>> begin Passage given
Reid was the second coaching hire for Banner and Lurie after Ray Rhodes, and Banner said he tried to give Reid confidence in him by not undermining Reid's decisions or second-guessing how he used personnel or how he coached.

In 2001, after Reid had led the Eagles to their greatest turnaround in franchise history, improving from 5-11 to 11-5, Banner and Lurie promoted him to executive vice president of football operations. It was the beginning of an unprecedented run for the Eagles, culminating with an appearance in Super Bowl XXXIX in February 2005.

Shortly after losing to New England in the Super Bowl, the wheels started to come off. The Eagles' star pickup of 2004, Terrell Owens, asked for a new contract, and the Eagles refused. Owens rebelled during training camp, and Reid made the decision to send him home for a week. The relationship was irreparably fractured, and the Eagles did not recover.

Reid eventually jettisoned Owens. Donovan McNabb suffered a season-ending injury, and backup quarterback Mike McMahon was ill-equipped to do anything other than play out the year. The Eagles limped to a 6-10 record, their worst since 1999.

Through that season, Banner said, he looked to Reid for direction on what to do with Owens. Banner's responsibility was to make sure the Eagles followed proper procedures when they fined and disciplined Owens, so if Owens filed a grievance - which he did - the Eagles had their bases covered.

"We would look to Andy to completely drive what to do, and frankly we - Jeff, [former general manager] Tom [Heckert] - would then just support it," Banner said. "We were not sitting there debating it or critiquing it. It was his understanding of the dynamics of the team, specifics of the situation, the team, T.O. We're all very supportive philosophically of the importance of chemistry and how that affects winning, so we were looking for him to lead us."

Banner said there was "incredible tension" that season, and everybody was "incredibly frustrated how things were going," but he claimed there was never tension between him and Reid.

"We weren't trying to blame anybody," Banner said.

From Reid to Banner

While Banner said he tries not to get caught up in the "roller-coaster ride" of emotions that comes with winning big and losing big, anyone who has seen Banner immediately after a playoff loss knows how seriously, and badly, he takes a season-ending loss. He's virtually inconsolable.

As the years have passed since the Eagles were in the Super Bowl, a team source said, the balance of power in the front office has shifted away from Reid and back to Banner.

The Eagles' main decision-makers - Lurie, Banner, Reid, and new general manager Howie Roseman - bend over backward to say that Reid is the one who has final say on all football decisions. It is a fact so frequently stated that it raises a simple question: Is he really?

Is it really Reid who decides who stays, who goes, and how much a player gets paid? He runs the football operations, but Banner negotiates the contracts and manages the salary cap. When a tough decision has to be made - such as trading Donovan McNabb, releasing Brian Westbrook, or not re-signing Brian Dawkins - is it really Reid who makes the decision?

"If you ask me who's running the show, I'd say Joe Banner, without question," said a team source who asked for anonymity because of the sensitivity of the topic. "All along, Joe's the boss. Jeffrey's the owner, Joe's the boss. Everybody knows that.

"When Andy first came here, he had the power. We were winning. It was like a shared type of thing. But guess what? Joe's got all the power again, and that's it."
>> end Passage given
**Set tasks**
1. In the article on the Eagles front office, to what position did Banner and Lurie promote Reid in 2001?
2. Name every player mentioned in the Eagles front-office article.
3. Continue the article on the Eagles front office from its last line.
>> begin Provided material
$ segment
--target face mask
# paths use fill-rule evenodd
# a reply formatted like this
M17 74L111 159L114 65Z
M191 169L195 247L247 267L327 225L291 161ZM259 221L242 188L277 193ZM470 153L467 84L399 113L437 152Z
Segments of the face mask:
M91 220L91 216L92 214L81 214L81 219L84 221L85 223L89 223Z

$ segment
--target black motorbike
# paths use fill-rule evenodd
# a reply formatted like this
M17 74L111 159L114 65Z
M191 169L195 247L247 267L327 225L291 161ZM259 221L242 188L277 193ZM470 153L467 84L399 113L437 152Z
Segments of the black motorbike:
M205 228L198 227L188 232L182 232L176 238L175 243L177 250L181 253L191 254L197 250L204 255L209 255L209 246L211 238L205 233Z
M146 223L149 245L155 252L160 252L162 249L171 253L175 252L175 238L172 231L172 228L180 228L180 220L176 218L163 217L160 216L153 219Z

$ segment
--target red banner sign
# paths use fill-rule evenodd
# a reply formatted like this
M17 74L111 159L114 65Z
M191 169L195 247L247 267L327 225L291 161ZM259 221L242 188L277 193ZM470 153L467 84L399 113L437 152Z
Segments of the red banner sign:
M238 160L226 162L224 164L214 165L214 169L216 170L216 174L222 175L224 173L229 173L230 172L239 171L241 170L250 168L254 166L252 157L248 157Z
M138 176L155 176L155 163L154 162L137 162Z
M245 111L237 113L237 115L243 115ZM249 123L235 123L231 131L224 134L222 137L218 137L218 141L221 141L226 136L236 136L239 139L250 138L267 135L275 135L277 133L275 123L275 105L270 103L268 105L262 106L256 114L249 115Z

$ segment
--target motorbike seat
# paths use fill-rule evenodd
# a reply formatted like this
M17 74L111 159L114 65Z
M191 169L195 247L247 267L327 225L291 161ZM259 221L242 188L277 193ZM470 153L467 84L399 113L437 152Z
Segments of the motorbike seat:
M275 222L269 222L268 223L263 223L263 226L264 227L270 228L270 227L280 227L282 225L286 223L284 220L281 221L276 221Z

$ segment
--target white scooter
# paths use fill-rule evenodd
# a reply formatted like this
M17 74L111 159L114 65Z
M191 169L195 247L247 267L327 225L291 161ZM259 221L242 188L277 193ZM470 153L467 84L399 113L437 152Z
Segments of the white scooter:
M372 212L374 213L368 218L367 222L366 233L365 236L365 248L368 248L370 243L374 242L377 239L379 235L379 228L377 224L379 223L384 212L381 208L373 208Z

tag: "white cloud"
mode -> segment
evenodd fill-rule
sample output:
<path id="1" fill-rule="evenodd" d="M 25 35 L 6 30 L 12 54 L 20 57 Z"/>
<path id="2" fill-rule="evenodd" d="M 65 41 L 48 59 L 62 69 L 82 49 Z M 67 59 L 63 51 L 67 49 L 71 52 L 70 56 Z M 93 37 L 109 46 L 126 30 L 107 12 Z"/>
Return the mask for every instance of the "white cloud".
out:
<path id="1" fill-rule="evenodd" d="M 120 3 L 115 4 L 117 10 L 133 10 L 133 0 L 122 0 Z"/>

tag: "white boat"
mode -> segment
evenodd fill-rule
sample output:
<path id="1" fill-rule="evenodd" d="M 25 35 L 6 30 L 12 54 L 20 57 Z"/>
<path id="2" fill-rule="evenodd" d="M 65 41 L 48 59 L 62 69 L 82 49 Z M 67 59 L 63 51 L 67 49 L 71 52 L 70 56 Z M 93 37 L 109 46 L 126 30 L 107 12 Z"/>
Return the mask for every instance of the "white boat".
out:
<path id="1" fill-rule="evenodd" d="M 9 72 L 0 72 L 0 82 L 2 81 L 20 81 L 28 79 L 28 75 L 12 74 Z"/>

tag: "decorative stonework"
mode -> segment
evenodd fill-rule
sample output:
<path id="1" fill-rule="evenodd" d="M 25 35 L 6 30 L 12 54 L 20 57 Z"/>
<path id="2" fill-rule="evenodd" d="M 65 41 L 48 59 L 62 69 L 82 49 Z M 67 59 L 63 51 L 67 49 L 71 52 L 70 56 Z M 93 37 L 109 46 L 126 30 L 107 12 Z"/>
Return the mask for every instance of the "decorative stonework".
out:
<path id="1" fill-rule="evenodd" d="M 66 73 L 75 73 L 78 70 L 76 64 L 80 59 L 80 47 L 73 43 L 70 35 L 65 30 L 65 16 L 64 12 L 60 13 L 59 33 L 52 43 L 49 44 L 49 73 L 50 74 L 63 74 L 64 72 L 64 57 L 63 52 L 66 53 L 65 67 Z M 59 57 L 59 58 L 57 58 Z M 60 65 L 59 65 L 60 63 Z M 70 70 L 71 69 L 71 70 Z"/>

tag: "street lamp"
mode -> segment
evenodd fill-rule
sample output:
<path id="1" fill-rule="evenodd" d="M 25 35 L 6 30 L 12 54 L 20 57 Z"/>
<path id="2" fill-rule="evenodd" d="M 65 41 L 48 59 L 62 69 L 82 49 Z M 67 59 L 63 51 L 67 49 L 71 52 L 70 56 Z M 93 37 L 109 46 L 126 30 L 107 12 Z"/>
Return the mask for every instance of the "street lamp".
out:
>> end Provided material
**Expected responses**
1. Executive vice president of football operations.

2. Terrell Owens, Donovan McNabb, Mike McMahon, Brian Westbrook, Brian Dawkins

3.
When Eagles general manager Tom Heckert, Reid's righthand man for nine years on player personnel issues, left for the same job in Cleveland, and Howie Roseman, Banner's protege, became GM, it created an appearance that Banner had usurped Reid.

That appearance doesn't reflect reality, Reid and Banner insist.

"One of the biggest fallacies out there is that Joe and I are two separate identities," Reid said. "We really are more joined at the hip. We talk so many times a day. Howie is involved in that, too. But from the time I've been here, Joe and I talk. We throw it all out on the table, and I trust him, and he trusts me. It doesn't last this long without that.

"So he explains to me the contract. He goes through every detail with me, and we kind of set up a game plan going in, and then we try to execute it. So we both have a say, then we keep it very open. He's not afraid to share his opinion with me, and I'm not afraid to share my opinion with him."

All on board

Banner acknowledged that the Eagles' setup is unique and insisted that he and Reid hardly ever disagree.

"I wouldn't believe this if I wasn't here, but [disagreements are] so rare," Banner said. "In the end, we have different people in different areas, but if we're talking about a football decision, Andy decides what to do, and that's what we do. And once we make that kind of decision, we're all on board, just like any good organization."

Reminded that running a professional sports franchise, particularly one with a 53-man active roster, is a complicated endeavor, Banner didn't flinch.

"In the end, [Reid] is the one responsible for integrating all the different issues . . . and deciding what we should do. "

Banner said he's surprised how little real conflict there is.

"First of all, we have an underlying philosophy about the type of people, the way we play, the approach we take to contracts and salary issues. Once you have this guiding philosophy about how to do things, the room to have a lot of disparity of opinions is more limited, because you're kind of making decisions in a context."

Like Reid's philosophy of building a team inside out (linemen first, then skill players). Or Lurie's insistence, usually, of having only high-character players on the roster. Or the team always wanting to develop quarterbacks, be it starters or backups.

"A lot of the room for the kind of disagreement that may exist in other franchises - I don't even know, although I hear stories all the time - are kind of limited by this group of guiding principles, about which we're not absolute, but they are guiding principles," Banner said. "But in the instances where there isn't a consensus . . . where at least in the debate maybe there are different views, Andy decides, and that's what we do, and then we're all on board with the decision."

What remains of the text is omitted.